Segment Start: Given entries

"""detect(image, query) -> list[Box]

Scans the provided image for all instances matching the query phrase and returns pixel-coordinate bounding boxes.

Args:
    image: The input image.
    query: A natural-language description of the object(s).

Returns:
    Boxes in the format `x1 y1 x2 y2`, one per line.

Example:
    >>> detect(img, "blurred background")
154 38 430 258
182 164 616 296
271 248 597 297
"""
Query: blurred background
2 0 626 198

Segment End: Given entries

Please reproduce the lines from the line with "Scans the provided" to the line with "271 248 597 297", both ends included, exactly as they appear above.

Scans the provided image for all instances matching the query phrase and returns pixel-coordinate bounding boxes.

Args:
    image: The input image.
    query: A natural-language description of the object(s).

Returns:
    Boxes in the format `x1 y1 x2 y2`, one per line.

Example:
    >>> detect(img, "blurred background")
154 38 430 258
182 164 616 296
271 248 597 297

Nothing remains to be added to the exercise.